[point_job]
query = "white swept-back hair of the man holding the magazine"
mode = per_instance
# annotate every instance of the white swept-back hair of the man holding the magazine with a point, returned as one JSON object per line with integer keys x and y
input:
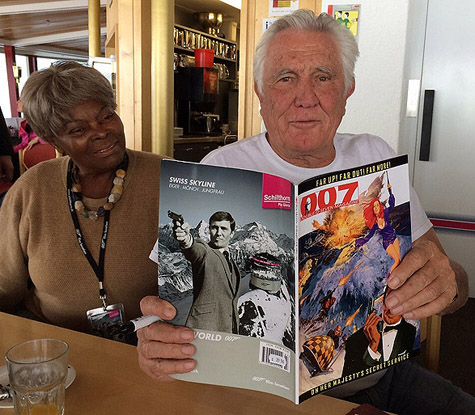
{"x": 306, "y": 21}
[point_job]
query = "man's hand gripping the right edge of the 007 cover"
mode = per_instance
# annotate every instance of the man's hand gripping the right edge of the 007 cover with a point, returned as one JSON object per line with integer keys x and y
{"x": 425, "y": 282}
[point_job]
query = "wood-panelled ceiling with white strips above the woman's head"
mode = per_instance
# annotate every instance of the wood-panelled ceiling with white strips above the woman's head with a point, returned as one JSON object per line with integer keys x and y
{"x": 48, "y": 28}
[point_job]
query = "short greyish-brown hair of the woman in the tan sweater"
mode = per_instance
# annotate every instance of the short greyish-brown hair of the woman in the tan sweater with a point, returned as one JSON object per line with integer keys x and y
{"x": 51, "y": 94}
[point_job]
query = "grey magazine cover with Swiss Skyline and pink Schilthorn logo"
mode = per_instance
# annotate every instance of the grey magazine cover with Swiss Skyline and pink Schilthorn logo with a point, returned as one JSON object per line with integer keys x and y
{"x": 241, "y": 308}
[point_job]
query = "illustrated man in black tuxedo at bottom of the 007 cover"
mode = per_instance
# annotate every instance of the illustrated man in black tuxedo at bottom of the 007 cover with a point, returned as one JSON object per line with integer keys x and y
{"x": 381, "y": 339}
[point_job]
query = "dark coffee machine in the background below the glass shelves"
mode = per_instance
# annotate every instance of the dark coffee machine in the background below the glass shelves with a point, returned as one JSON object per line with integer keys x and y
{"x": 196, "y": 92}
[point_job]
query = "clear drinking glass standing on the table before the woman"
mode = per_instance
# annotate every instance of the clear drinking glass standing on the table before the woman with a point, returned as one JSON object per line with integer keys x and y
{"x": 37, "y": 371}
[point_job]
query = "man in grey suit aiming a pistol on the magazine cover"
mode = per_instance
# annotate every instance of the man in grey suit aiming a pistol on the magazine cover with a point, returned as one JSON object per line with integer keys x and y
{"x": 216, "y": 278}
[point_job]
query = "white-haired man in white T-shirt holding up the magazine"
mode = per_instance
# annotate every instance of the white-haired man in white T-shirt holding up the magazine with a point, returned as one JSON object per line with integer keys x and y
{"x": 303, "y": 71}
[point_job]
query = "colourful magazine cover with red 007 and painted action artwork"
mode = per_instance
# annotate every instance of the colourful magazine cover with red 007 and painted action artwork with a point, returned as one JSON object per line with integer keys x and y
{"x": 354, "y": 229}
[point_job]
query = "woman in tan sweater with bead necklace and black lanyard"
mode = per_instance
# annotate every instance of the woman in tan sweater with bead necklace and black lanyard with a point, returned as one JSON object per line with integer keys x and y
{"x": 77, "y": 230}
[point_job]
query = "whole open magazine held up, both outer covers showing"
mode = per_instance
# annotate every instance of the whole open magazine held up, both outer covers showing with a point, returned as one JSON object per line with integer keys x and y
{"x": 289, "y": 298}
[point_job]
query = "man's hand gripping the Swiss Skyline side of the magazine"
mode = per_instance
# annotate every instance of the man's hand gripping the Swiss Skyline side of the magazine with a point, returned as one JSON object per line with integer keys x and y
{"x": 164, "y": 349}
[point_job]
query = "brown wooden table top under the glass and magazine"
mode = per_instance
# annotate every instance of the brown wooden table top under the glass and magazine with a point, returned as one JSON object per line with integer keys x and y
{"x": 109, "y": 381}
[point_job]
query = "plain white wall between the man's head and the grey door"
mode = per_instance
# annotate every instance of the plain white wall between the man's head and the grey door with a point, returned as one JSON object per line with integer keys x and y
{"x": 375, "y": 105}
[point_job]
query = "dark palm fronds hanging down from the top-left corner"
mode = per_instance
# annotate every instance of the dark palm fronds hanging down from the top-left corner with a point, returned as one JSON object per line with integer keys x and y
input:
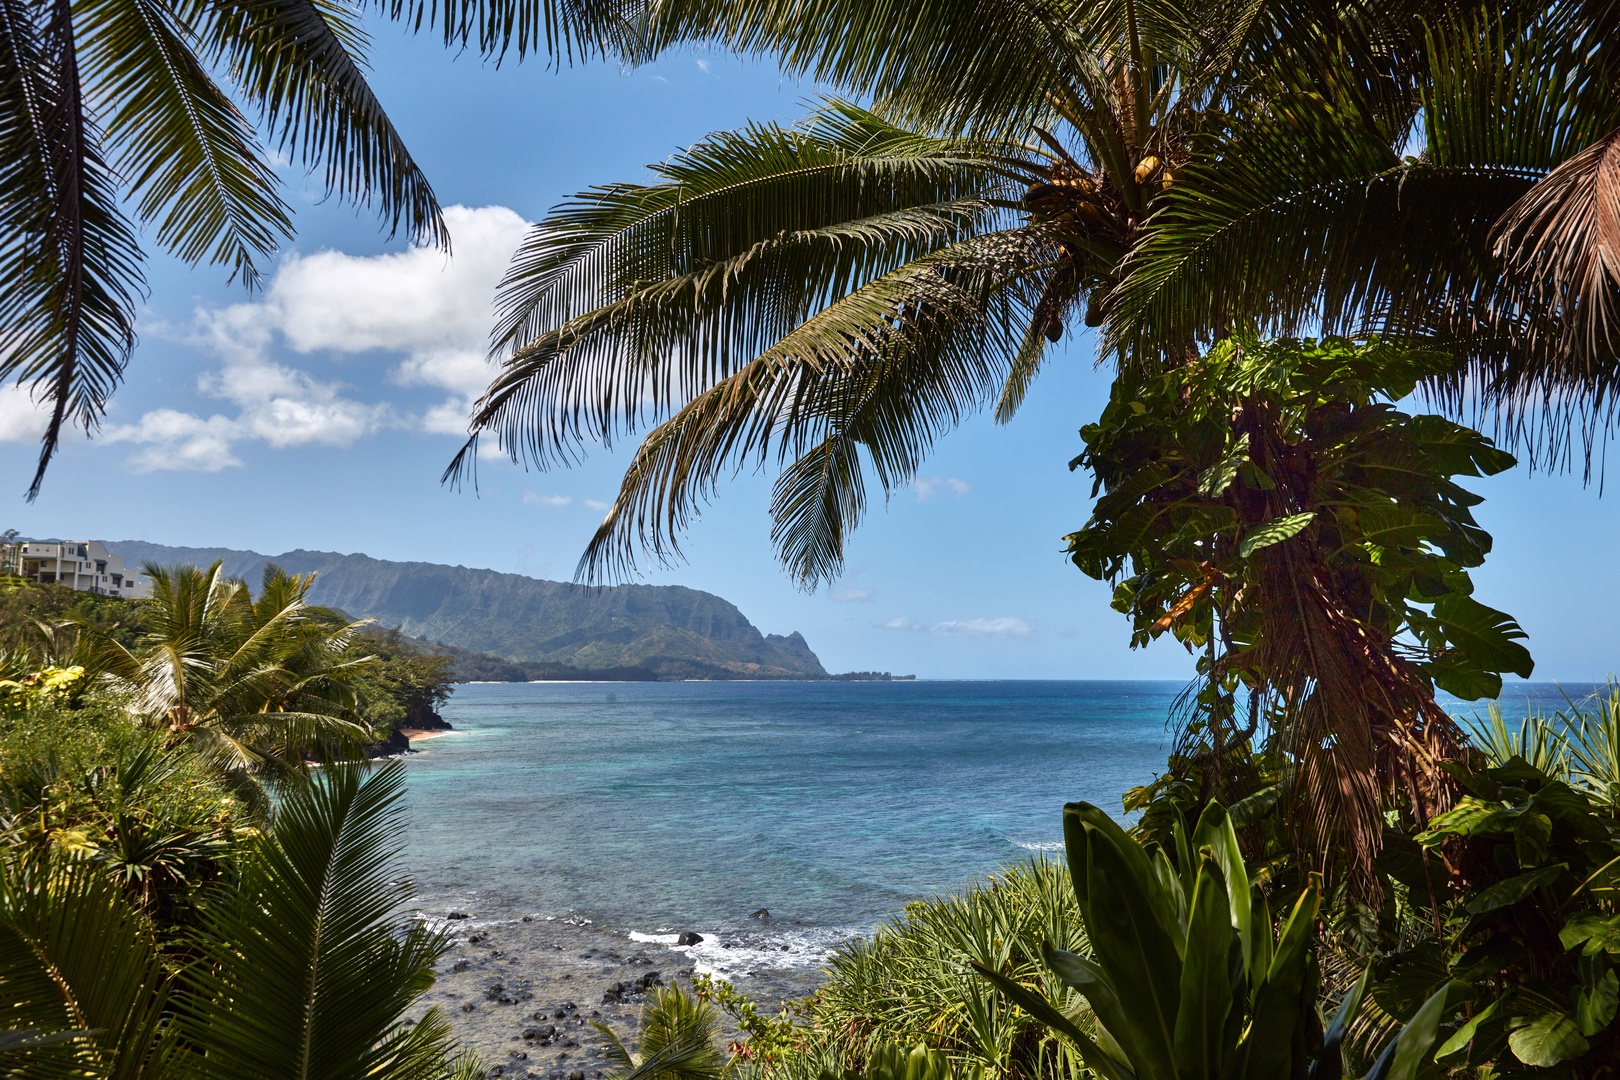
{"x": 127, "y": 116}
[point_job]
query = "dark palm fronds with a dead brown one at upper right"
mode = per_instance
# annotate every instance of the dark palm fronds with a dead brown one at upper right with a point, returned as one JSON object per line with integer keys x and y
{"x": 1467, "y": 200}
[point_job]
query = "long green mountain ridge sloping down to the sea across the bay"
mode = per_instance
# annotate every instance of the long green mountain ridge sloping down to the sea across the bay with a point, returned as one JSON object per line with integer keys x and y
{"x": 625, "y": 632}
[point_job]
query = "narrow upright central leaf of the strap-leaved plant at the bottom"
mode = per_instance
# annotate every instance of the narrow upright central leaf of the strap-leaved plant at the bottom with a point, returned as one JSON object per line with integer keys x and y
{"x": 1206, "y": 979}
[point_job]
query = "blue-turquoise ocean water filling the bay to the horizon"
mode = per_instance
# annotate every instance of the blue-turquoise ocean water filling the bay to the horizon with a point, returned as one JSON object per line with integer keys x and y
{"x": 649, "y": 807}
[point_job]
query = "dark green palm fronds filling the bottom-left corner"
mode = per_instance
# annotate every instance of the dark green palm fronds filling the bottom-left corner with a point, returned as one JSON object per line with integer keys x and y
{"x": 302, "y": 967}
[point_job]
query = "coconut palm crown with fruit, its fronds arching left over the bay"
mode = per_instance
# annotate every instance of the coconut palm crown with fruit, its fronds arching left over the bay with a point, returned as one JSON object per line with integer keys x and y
{"x": 835, "y": 296}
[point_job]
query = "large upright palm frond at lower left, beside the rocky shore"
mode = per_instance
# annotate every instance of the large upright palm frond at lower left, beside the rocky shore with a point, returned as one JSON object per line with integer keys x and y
{"x": 313, "y": 966}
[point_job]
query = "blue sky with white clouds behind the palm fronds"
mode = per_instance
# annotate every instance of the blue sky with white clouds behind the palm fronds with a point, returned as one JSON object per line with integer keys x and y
{"x": 322, "y": 412}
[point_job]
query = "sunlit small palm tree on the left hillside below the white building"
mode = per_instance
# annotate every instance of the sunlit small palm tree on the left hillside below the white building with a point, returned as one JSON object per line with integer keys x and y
{"x": 250, "y": 682}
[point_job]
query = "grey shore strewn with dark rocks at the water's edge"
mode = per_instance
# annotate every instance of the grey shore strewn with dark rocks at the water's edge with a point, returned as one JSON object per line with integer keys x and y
{"x": 524, "y": 993}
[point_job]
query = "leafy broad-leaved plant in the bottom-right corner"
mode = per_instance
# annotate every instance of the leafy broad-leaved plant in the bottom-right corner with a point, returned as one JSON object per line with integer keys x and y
{"x": 1527, "y": 935}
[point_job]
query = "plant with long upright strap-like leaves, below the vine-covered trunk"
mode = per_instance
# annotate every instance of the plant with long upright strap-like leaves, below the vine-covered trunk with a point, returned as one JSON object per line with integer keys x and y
{"x": 1185, "y": 977}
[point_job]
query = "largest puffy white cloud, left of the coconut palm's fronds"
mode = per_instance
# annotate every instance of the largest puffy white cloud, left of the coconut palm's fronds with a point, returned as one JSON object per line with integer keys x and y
{"x": 430, "y": 310}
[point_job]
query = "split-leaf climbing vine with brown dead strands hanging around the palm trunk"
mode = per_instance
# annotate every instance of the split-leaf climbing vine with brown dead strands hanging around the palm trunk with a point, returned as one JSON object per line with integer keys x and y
{"x": 1269, "y": 508}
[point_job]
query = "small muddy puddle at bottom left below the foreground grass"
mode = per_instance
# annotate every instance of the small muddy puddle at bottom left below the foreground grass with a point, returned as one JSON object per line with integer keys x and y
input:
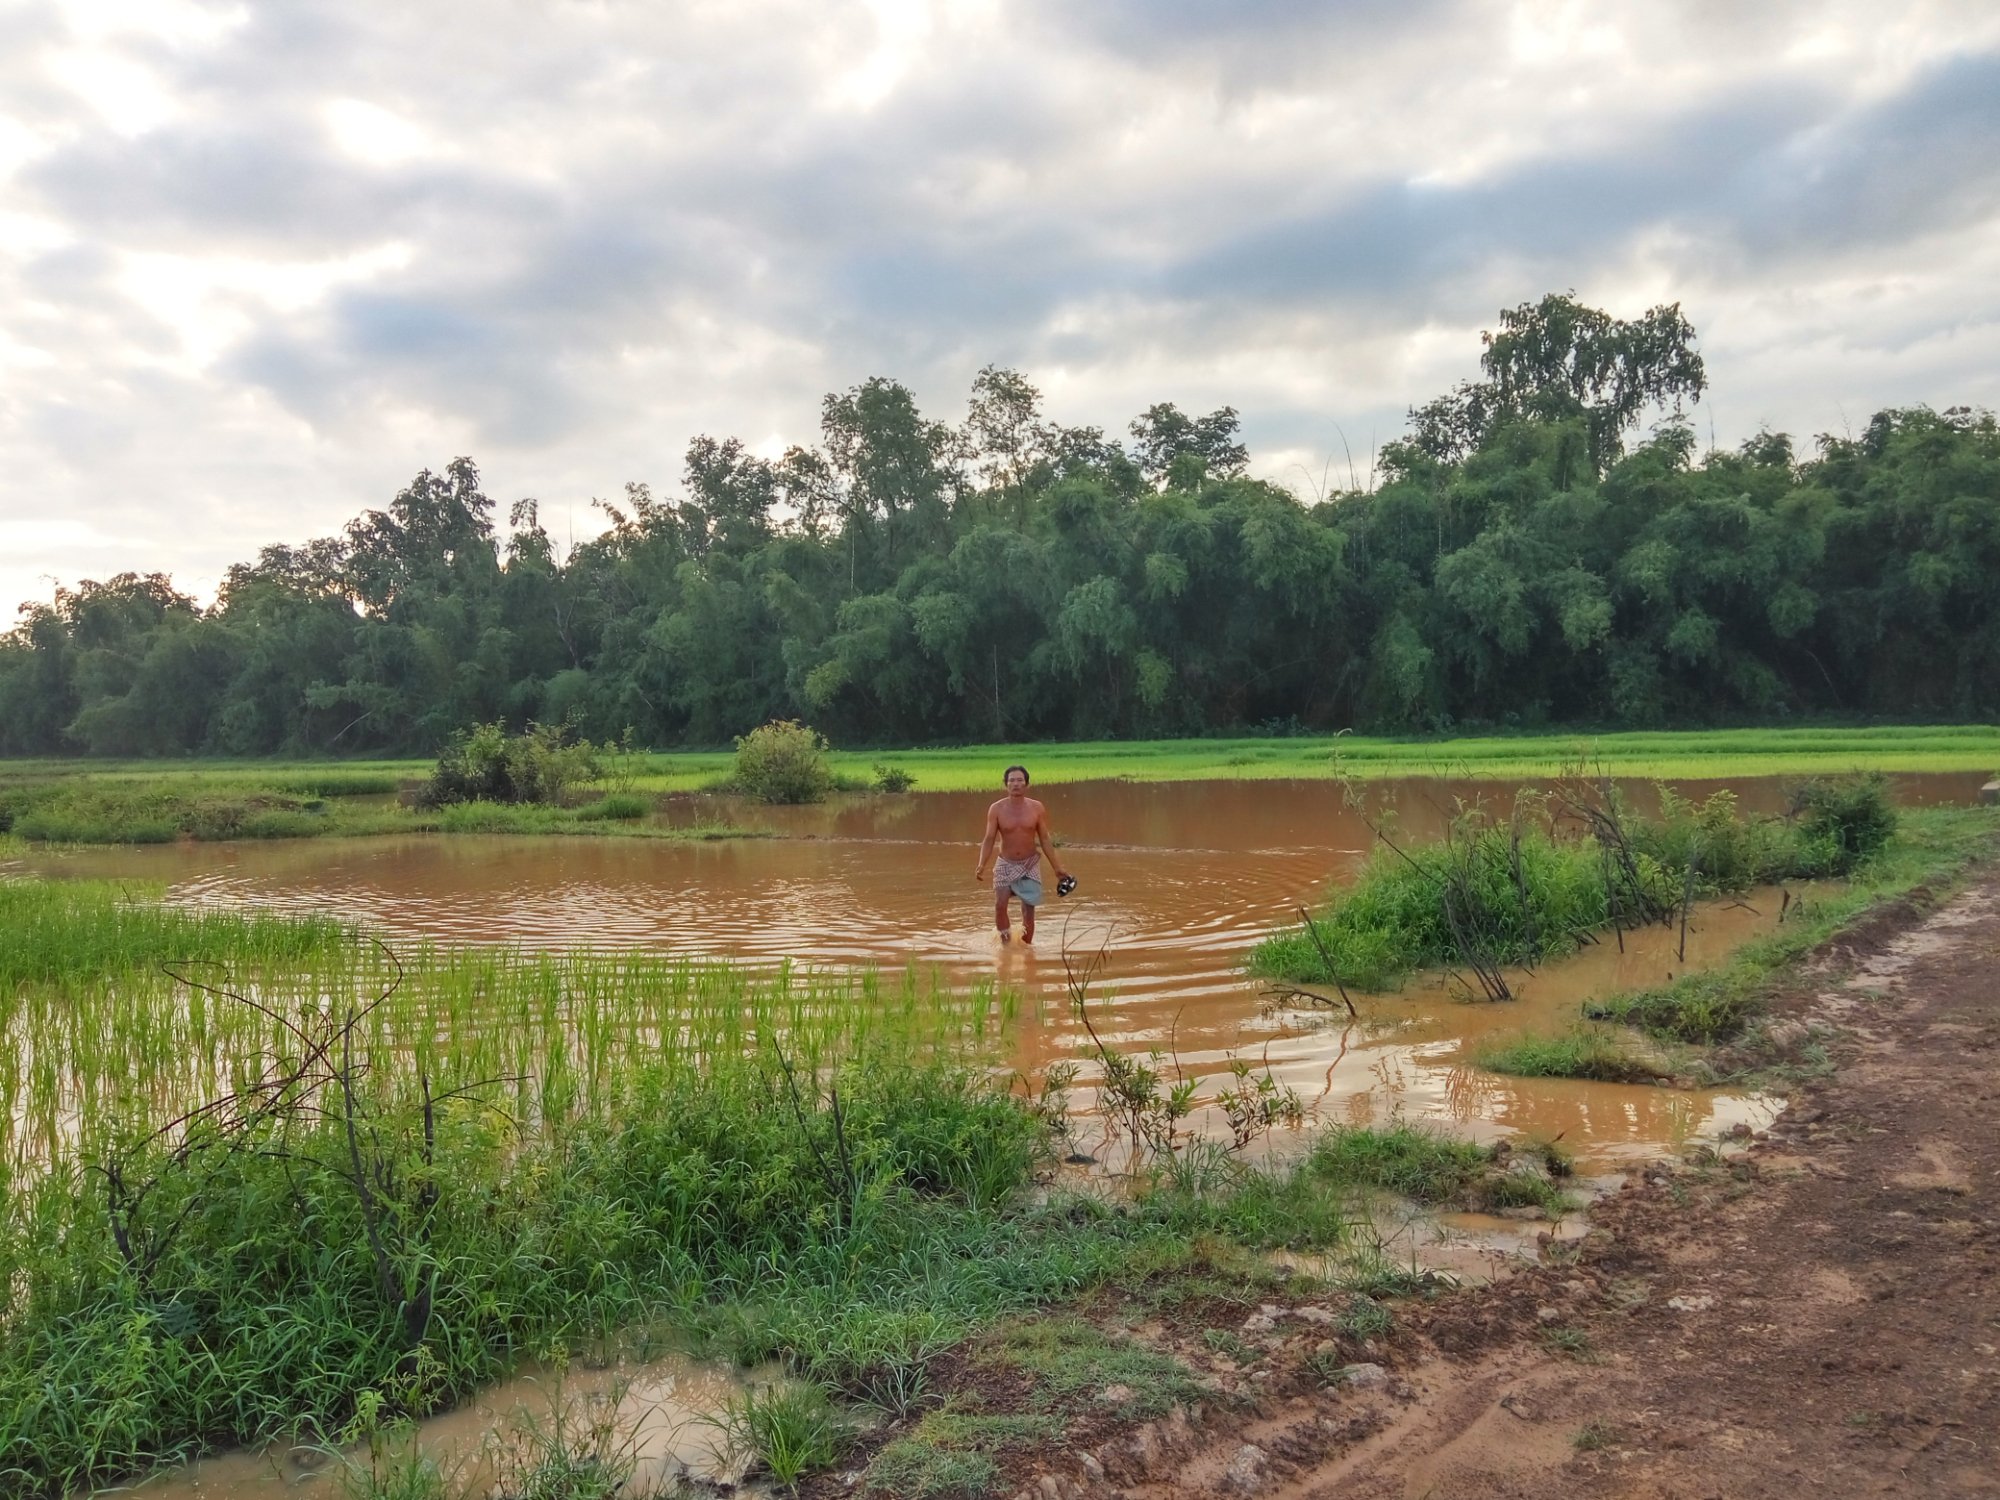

### TASK ITEM
Every line of the data that includes the word "muddy" should be copied.

### RESPONSE
query = "small muddy puddle at bottom left below the foreground grass"
# annotate every instance of the small muddy puddle at bottom left below the foreground grass with a point, returned as one JSON object per line with integer keys x and y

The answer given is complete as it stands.